> [Supplied text]

This article was originally published at The Nerd Cave on January 10, 2014.
Less than one year after it began on January 23rd, 2013 the second volume of Young Avengers has concluded. It was one of the best comics of 2013. In the course of fifteen issues Kieron Gillen, Jamie McKelvie, Mike Norton, Matthew Wilson, and the rest of their team crafted a near perfect comic book; one that is emblematic of both 2013 and the youth of today (I can say this as a one of them). Despite the first issues title, “Style > Substance”, Young Avengers is a comic filled with fully realized characters, engaging layouts and art, and themes that resonate on every page.
McKelvie and Norton’s smooth line work and invigorating page compositions create a sense of excitement that propels the entire series forward. Skimming over the artwork alone is enough to provide the sense of energy that fills this comic. It’s a style that McKelvie refined during his previous partnership with Gillen on the first two volumes of Phonogram. His artistic muscles, having been built up at Image comics, are being flexed here, providing spreads like this:
Spreads like these were not used as occasional gimmicks. They were featured in every issue, functioning as important parts of the stories while challenging readers to think outside of the box (pun intended). Even more standard pages excel at being clearly laid out and infinitely readable. Beyond the interior artwork, the rest of the book’s design helped aide in establishing a youthful tone as well. Credits pages were posted like concert posters or ran like film credits wherever they best fit the book. From cover to letters column, Young Avengers maintained a unique feel that helped to emphasize what the comic was all about.
The Young Avengers themselves were the storytelling vehicles that outlined Gillen and McKelvie’s ideas about youth. Each of them represents a unique piece of the group dynamic. They all fall into clear roles, almost like the five teenagers in the breakfast club, but with super powers. Loki is the scoundrel. Billy and Teddy are everyone’s favorite couple. Miss America is the level headed, no nonsense, ass kicker. Hawkeye (not Hawkguy) is the rich girl. Noh-Varr is the party boy. Yet these roles do not define them. Everyone is a fully realized character with a unique set of needs and wants that conflict with one another. In fact, many of the central struggles of Young Avengers deal with these characters growing beyond the cookie cutter roles they initially inhabit.

> [Prompt 1]
In the Young Avengers review, how many issues did the second volume of the series run?

> [Information supplied]
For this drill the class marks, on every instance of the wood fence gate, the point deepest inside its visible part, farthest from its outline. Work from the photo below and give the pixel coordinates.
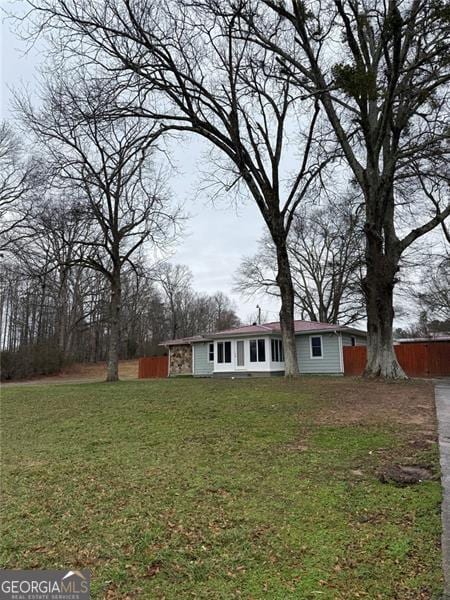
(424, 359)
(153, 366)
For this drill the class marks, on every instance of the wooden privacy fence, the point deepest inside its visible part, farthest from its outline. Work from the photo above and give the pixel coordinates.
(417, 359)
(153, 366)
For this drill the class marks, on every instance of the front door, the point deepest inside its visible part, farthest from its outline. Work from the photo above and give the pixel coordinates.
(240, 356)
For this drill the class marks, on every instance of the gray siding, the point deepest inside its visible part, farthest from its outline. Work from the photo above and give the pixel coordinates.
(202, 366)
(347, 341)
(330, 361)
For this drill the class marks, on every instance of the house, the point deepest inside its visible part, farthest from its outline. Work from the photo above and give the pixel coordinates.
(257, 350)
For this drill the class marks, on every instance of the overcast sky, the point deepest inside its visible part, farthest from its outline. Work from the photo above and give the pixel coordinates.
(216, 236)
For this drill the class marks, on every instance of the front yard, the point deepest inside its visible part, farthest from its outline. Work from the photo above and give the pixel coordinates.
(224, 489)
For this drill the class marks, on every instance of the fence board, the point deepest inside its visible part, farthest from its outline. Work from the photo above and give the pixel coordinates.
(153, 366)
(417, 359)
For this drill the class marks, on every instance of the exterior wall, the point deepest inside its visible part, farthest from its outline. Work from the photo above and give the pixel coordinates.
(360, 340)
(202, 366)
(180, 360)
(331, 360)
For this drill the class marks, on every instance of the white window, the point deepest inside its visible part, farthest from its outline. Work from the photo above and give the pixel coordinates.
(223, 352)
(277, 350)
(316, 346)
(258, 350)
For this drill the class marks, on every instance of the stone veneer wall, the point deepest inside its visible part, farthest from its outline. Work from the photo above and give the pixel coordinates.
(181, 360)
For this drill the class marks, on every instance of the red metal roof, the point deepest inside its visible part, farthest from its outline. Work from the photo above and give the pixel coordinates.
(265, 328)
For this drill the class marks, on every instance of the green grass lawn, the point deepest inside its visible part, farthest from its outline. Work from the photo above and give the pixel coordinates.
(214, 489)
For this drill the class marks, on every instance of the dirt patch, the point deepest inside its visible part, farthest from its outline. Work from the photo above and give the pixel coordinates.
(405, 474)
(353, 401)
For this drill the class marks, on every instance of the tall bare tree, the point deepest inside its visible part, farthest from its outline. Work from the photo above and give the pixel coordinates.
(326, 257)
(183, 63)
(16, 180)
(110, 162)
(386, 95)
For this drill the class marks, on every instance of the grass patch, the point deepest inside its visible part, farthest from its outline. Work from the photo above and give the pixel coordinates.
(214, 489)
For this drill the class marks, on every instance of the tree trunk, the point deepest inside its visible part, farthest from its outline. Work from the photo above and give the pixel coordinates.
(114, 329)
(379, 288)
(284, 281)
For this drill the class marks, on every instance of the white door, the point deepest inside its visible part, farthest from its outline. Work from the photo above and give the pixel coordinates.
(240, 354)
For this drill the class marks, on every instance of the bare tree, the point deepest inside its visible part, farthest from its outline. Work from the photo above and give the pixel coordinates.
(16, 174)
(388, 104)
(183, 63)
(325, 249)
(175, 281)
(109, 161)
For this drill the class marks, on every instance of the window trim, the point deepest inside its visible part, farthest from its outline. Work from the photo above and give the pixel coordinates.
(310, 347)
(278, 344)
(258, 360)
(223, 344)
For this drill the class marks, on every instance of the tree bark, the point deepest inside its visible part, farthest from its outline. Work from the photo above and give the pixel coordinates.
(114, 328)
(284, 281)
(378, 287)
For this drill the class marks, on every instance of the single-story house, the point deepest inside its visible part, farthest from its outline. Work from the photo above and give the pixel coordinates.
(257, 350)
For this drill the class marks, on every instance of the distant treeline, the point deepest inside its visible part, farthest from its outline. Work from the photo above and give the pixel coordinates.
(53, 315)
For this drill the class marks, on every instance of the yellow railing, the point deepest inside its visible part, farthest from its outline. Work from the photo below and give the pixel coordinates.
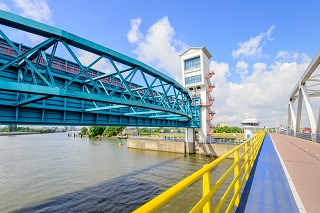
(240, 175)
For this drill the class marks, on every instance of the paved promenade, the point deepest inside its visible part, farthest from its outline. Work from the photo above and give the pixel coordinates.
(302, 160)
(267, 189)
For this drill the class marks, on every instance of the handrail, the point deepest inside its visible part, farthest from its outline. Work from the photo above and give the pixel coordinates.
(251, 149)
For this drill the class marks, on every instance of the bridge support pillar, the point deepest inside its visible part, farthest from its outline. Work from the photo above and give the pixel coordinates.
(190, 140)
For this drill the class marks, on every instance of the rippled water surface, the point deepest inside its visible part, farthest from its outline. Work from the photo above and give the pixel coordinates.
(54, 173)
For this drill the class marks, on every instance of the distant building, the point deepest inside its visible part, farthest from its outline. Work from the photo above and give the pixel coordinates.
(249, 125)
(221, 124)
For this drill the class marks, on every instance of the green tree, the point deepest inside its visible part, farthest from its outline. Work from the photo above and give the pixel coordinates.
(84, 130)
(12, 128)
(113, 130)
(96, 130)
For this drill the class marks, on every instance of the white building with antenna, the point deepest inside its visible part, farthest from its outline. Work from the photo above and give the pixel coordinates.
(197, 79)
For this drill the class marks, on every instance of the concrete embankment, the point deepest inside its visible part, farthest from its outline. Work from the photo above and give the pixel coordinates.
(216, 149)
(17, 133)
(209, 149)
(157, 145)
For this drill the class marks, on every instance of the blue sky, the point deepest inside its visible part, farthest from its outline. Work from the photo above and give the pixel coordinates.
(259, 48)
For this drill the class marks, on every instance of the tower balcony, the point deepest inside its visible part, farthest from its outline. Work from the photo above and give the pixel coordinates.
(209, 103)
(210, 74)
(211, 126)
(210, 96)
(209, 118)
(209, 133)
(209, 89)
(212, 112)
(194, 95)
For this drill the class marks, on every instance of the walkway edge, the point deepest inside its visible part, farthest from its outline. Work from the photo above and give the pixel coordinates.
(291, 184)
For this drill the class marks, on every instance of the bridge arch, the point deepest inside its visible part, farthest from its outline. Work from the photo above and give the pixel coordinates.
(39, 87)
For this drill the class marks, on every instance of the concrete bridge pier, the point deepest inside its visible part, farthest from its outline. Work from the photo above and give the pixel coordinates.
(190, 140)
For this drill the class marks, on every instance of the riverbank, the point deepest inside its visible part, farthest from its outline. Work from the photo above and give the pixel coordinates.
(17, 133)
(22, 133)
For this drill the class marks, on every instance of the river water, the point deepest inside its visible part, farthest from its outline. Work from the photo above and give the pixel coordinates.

> [Prompt 2]
Count the lines of the rows that contain the string "below", and give only the number.

> [Full answer 1]
Fifteen issues.

> [Full answer 2]
2